• [Provided passage]:
★ ★ ★
The recording probability function (Eq. 6) shows sensitivity to the choice of α and β values (Fig. 3b). Increases to α (black lines) shift the presence function curve towards higher VEI values, in effect reducing the recording probability of eruptions, particularly for VEI ≤ 4. The function displays a larger sensitivity to β values, returning recording probabilities that differ by up to 70 % for perturbations of 1.5. The optimal choice of these values is therefore vital to the applicability and versatility of the statistical model. The effect of the presence function on an artificially generated dataset is demonstrated in Fig. 3c. At parameter values of α = 3.5 and β = 1, VEI 2 eruptions are predicted to be under-recorded by more than 50 %; however, there is almost no impact to the probability of eruptions being recorded with assigned VEIs of between 5 and 7.
★ ★ ★
• [Dataset]:
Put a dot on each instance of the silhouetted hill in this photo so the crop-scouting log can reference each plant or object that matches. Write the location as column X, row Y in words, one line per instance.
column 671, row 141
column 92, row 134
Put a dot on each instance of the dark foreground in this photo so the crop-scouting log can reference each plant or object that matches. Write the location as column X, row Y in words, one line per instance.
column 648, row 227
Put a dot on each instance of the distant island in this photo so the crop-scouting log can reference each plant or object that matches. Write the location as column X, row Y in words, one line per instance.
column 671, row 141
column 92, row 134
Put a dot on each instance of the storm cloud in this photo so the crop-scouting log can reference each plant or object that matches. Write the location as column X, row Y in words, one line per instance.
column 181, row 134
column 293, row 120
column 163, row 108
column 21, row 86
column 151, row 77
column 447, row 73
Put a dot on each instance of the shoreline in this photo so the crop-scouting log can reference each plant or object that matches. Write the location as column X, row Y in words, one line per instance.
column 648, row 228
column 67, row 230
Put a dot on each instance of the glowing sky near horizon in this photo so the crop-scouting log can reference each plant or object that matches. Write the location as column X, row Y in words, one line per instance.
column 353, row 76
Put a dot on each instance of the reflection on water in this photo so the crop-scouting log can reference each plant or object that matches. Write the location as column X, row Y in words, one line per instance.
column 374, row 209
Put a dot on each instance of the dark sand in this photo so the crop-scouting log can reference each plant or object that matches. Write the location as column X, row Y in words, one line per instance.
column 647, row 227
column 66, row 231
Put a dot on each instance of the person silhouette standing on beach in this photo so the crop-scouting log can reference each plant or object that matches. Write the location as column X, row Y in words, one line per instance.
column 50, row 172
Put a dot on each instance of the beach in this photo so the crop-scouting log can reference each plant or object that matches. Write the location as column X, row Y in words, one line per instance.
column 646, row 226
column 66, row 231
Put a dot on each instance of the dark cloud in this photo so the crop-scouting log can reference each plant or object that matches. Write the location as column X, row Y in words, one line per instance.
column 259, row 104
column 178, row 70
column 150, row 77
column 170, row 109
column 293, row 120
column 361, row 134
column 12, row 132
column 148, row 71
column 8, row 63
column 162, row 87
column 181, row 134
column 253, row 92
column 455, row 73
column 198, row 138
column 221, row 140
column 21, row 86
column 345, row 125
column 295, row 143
★ ★ ★
• [Exercise task 1]: Retype the eruption-recording passage word for word, starting with "The recording probability function" and going on through "between 5 and 7.".
• [Exercise task 2]: Echo the records word for word, starting with their first line and going on through the line with "column 374, row 209", including that line.
The text and the records were drawn from unrelated sources.

• [Output 1]:
The recording probability function (Eq. 6) shows sensitivity to the choice of α and β values (Fig. 3b). Increases to α (black lines) shift the presence function curve towards higher VEI values, in effect reducing the recording probability of eruptions, particularly for VEI ≤ 4. The function displays a larger sensitivity to β values, returning recording probabilities that differ by up to 70 % for perturbations of 1.5. The optimal choice of these values is therefore vital to the applicability and versatility of the statistical model. The effect of the presence function on an artificially generated dataset is demonstrated in Fig. 3c. At parameter values of α = 3.5 and β = 1, VEI 2 eruptions are predicted to be under-recorded by more than 50 %; however, there is almost no impact to the probability of eruptions being recorded with assigned VEIs of between 5 and 7.

• [Output 2]:
Put a dot on each instance of the silhouetted hill in this photo so the crop-scouting log can reference each plant or object that matches. Write the location as column X, row Y in words, one line per instance.
column 671, row 141
column 92, row 134
Put a dot on each instance of the dark foreground in this photo so the crop-scouting log can reference each plant or object that matches. Write the location as column X, row Y in words, one line per instance.
column 648, row 227
Put a dot on each instance of the distant island in this photo so the crop-scouting log can reference each plant or object that matches. Write the location as column X, row Y in words, one line per instance.
column 671, row 141
column 92, row 134
Put a dot on each instance of the storm cloud in this photo so the crop-scouting log can reference each plant or object that matches. Write the location as column X, row Y in words, one line per instance.
column 181, row 134
column 293, row 120
column 163, row 108
column 21, row 86
column 151, row 77
column 447, row 73
Put a dot on each instance of the shoreline in this photo so the crop-scouting log can reference each plant or object that matches. Write the location as column X, row Y in words, one line per instance.
column 648, row 228
column 67, row 230
Put a dot on each instance of the glowing sky near horizon in this photo so the crop-scouting log can reference each plant or object that matches. Write the location as column X, row Y in words, one line per instance.
column 353, row 76
Put a dot on each instance of the reflection on water in this photo so the crop-scouting log can reference each plant or object that matches. Write the location as column X, row Y in words, one line per instance.
column 374, row 209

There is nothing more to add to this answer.